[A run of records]
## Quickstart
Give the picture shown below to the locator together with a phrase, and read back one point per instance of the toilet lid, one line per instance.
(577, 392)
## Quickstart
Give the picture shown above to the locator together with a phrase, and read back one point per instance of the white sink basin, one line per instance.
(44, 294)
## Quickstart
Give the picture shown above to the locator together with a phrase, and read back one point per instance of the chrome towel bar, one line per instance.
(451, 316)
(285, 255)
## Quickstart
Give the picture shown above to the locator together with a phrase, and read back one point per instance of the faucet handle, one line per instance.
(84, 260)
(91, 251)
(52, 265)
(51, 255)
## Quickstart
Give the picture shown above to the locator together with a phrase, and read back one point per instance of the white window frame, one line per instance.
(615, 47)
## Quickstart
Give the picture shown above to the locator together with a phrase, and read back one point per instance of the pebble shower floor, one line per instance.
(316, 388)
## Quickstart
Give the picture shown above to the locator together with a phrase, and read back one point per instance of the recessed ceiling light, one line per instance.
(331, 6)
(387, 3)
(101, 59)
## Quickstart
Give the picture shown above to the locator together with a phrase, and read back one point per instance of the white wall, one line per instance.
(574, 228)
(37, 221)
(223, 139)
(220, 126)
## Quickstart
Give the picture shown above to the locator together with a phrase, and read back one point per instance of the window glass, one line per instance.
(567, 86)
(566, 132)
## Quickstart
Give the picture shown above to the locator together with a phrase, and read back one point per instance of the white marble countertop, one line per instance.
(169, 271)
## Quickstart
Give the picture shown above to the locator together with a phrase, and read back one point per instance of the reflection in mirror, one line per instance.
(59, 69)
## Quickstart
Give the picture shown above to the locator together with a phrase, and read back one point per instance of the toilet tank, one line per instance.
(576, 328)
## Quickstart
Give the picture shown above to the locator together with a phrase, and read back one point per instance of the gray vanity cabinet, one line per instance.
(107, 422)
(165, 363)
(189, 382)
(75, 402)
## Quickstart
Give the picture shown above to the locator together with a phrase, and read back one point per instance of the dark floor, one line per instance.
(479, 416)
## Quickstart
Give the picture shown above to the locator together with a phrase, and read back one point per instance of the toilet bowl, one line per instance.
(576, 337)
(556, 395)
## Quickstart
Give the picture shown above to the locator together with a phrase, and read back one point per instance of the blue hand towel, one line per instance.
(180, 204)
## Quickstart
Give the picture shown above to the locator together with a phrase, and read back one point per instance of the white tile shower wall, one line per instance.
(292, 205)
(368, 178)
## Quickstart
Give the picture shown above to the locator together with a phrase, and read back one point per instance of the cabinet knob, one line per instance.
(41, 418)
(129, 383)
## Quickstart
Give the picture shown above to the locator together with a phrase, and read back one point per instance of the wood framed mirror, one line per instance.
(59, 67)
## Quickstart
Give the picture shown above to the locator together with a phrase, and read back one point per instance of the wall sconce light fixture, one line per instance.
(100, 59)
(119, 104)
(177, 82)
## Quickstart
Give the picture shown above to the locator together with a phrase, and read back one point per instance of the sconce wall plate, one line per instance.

## WHAT THE TASK ASKS
Write out the whole listing again, exactly as it stands.

## EXPECTED ANSWER
## Quickstart
Give the picture shown below to the locator together with a phrase, and read back one point per instance of the toilet lid, one line per instance.
(577, 392)
## Quickstart
Give the picture shown above to the locator together with a phrase, and read back one point per instance of the white sink basin, one line per instance.
(44, 294)
## Quickstart
Give the picture shown above to the locator together with a phrase, and read back one point per instance of the chrome towel bar, one line per instance.
(451, 316)
(285, 255)
## Quickstart
Give the picture shown above to the locator together with a phrase, and read back one point per instance of the faucet handle, one line per instance.
(84, 260)
(91, 251)
(52, 265)
(51, 255)
## Quickstart
Give the picture shown above to the locator together with a phrase, and read back one point per instance of the white window frame, one line per instance.
(615, 47)
## Quickstart
Give the picture shown above to the locator together with a phrase, and read back one point per instance of the pebble shower floor, one line per instance.
(316, 388)
## Quickstart
Give the picture shown above to the locator together with a phrase, and read back one point per instance of the recessed ceiling light, one line per instance.
(331, 6)
(387, 3)
(101, 59)
## Quickstart
Give the picture shown above to the locator together with a phrase, and read back one point per instance of the white wall, one line per instance.
(574, 228)
(37, 221)
(223, 139)
(220, 126)
## Quickstart
Give the picture shown above to the locator together with a phrase, and read back one point per instance of the window glass, one line per instance.
(567, 86)
(566, 132)
## Quickstart
Give the picture shown above to the locator together with a phrase, and read back one point per instance of the white marble countertop, one line per instance.
(169, 271)
## Quickstart
Give the picture shown above to the locator together with a phrase, and read back one point per instance of the reflection in mirror, one line per instance.
(59, 69)
## Quickstart
Give the picture shown above to the locator together with a phrase, and read back one point per instance of the toilet tank, one line per instance.
(576, 328)
## Quickstart
Give the picture shown above to the locator together with a phrase, and read back one point per instance of the gray vanity cabinet, one line per instance.
(107, 422)
(165, 363)
(189, 382)
(75, 402)
## Quickstart
Give the picture shown above to the locator together with a phrase, and read back one point per instance of the dark floor, one line per instance.
(479, 416)
## Quickstart
Give the picture shown above to the locator together with a phrase, and read back one point per instance of the toilet bowl, one line per instance.
(576, 337)
(556, 395)
## Quickstart
Give the picture shown above to the locator together with a phrase, and read back one point per instance of the blue hand towel, one line per instance.
(180, 204)
## Quickstart
Give the picture shown above to the locator together with a phrase, and read back one point per instance of the white tile shower wall, one line per instance.
(292, 205)
(368, 178)
## Quickstart
Give the picture shown above to the locator together with a phrase, and read back one point per instance of the cabinet knob, one line per instance.
(41, 418)
(129, 383)
## Quickstart
Give the picture shown above to the locator together with a phrase, and read back one point per instance of the wood framed mirror, one line per instance.
(59, 67)
## Quickstart
Give the picture shown above to the locator together with a phrase, and read back one point per instance of the wall sconce light fixture, one line per instance.
(100, 59)
(119, 104)
(177, 82)
## Quickstart
Give the picture shown above to the locator together with a phrase, and read back one point per instance of the sconce wall plate, one line per instance.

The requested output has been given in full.